→ **THE TASK**
Write out every entry exactly as it stands.

++++

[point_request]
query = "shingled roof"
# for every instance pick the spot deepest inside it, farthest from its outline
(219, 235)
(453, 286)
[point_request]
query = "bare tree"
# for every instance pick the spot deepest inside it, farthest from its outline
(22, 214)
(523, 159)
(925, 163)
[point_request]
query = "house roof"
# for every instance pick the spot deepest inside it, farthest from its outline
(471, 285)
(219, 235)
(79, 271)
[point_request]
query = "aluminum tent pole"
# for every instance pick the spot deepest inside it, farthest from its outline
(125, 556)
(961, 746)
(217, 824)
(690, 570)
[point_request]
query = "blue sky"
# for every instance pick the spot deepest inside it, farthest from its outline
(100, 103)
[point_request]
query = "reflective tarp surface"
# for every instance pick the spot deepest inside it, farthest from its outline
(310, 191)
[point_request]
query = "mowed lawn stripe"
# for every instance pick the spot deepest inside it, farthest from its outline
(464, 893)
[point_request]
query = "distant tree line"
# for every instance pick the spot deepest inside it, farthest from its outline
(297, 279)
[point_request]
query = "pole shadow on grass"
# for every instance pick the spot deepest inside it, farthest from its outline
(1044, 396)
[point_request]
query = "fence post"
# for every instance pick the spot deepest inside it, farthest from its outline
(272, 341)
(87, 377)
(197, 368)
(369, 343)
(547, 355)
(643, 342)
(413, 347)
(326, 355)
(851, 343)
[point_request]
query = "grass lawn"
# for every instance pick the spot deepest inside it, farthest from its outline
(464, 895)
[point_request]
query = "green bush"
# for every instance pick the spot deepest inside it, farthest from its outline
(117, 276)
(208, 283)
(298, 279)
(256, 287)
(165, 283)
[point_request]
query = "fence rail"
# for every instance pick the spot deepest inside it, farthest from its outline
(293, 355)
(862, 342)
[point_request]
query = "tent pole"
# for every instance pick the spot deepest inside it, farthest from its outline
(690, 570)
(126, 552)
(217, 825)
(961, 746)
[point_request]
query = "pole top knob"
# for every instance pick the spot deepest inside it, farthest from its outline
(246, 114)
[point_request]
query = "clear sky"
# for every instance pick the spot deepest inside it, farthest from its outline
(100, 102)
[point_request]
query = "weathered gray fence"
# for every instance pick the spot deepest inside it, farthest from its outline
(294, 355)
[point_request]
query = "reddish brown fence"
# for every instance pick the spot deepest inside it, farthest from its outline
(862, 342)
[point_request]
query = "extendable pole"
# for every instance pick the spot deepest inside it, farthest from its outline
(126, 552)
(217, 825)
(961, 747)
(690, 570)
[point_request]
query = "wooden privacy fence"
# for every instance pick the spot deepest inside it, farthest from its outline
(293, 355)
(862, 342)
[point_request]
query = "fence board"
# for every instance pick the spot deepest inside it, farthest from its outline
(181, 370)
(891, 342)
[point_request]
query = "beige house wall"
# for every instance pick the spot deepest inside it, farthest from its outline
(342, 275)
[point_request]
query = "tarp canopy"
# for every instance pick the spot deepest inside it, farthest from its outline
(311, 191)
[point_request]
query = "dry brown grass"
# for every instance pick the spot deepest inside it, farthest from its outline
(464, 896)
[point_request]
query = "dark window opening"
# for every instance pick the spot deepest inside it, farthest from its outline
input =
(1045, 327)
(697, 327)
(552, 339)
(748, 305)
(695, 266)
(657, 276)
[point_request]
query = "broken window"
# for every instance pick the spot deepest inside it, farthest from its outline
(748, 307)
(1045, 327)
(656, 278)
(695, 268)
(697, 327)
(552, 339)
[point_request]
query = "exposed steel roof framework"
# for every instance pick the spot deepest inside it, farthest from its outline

++++

→ **ANSWER IN FULL**
[point_request]
query = "shingled roof"
# for every instance pick the spot deepest inside it, farthest from its outline
(219, 235)
(453, 286)
[point_request]
query = "bare tree"
# for every instance pick the spot deepest inside it, farthest from its outline
(22, 214)
(523, 159)
(925, 163)
[point_request]
query = "house roof"
# for every instance pick the spot deepest inside it, farthest from its outline
(471, 285)
(219, 235)
(79, 271)
[point_request]
query = "aluminum tent pole"
# for every instance pick the spot deepest inside it, farthest from its outline
(125, 556)
(961, 746)
(217, 824)
(690, 570)
[point_request]
query = "blue sky"
# for every instance pick the spot deepest inside it, farthest from its outline
(100, 103)
[point_request]
query = "reflective tarp surface"
# for every instance pick the spot deepest inside it, farthest from its outline
(310, 191)
[point_request]
query = "mowed lawn stripe"
# for every instance pick the spot deepest inside it, farthest from its outline
(464, 893)
[point_request]
query = "distant tree line"
# for every instance pick the spot deepest inside it, farthest from its outline
(297, 279)
[point_request]
query = "pole shadow on grass"
# for every instance pick the spot deepest inside it, farthest from its outline
(1044, 396)
[point_request]
query = "fence post"
# for every instance pick the spot deepest inside it, farthest from its outline
(272, 341)
(87, 377)
(197, 368)
(369, 343)
(547, 355)
(643, 342)
(413, 347)
(326, 355)
(851, 343)
[point_request]
query = "grass lawn"
# for every instance pick the spot deepest inside it, farthest from its outline
(464, 895)
[point_request]
query = "green bush"
# for every instance pick the spot deepest inside it, farthest from its outline
(117, 276)
(208, 283)
(298, 279)
(256, 287)
(165, 283)
[point_request]
query = "fence rail"
# for every instance pick the spot deepest inside it, farthest from its outline
(293, 355)
(862, 342)
[point_request]
query = "tent pole"
# for every instance pick the spot deepest inside it, farthest from its outline
(690, 570)
(126, 552)
(217, 825)
(961, 746)
[point_request]
query = "pole top knob"
# for every instance pick the spot deepest inside it, farthest from its outline
(246, 114)
[point_request]
query = "clear sky"
# for every instance pick the spot deepest inside it, farthest from its outline
(100, 102)
[point_request]
query = "weathered gray fence"
# for every instance pick the spot deepest inside it, farthest from its outline
(294, 355)
[point_request]
query = "reddish brown fence"
# for every instance pick the spot deepest inside it, farthest from its outline
(862, 342)
[point_request]
query = "extendable pole"
# for every instance pick the spot deepest inside it, farthest from its outline
(126, 552)
(217, 825)
(961, 747)
(690, 570)
[point_request]
query = "wooden privacy fence"
# for every instance pick the spot deepest inside it, farthest from its outline
(293, 355)
(862, 342)
[point_request]
query = "fence board"
# for every instance pick the spot deepest inside it, farthest from its outline
(181, 370)
(891, 342)
[point_request]
query = "beige house wall"
# for every instance pick the spot deepest inside it, farthest from its outline
(342, 275)
[point_request]
query = "tarp canopy"
# for every instance pick the spot deepest inside it, farthest from its outline
(311, 191)
[point_request]
query = "dry brown grass"
# for every instance pick the spot deepest inside it, farthest from its outline
(464, 896)
[point_request]
query = "dark window opening"
# for every instance pick the spot deepest inside it, farthest from its outline
input =
(1045, 327)
(697, 327)
(552, 339)
(748, 305)
(695, 266)
(657, 276)
[point_request]
query = "broken window"
# for every instance pick the spot deepest inside it, farthest from its outline
(748, 307)
(1045, 327)
(656, 278)
(695, 268)
(697, 327)
(552, 339)
[point_request]
query = "exposed steel roof framework"
# for every instance pick the spot deepest inside it, farthest from its outline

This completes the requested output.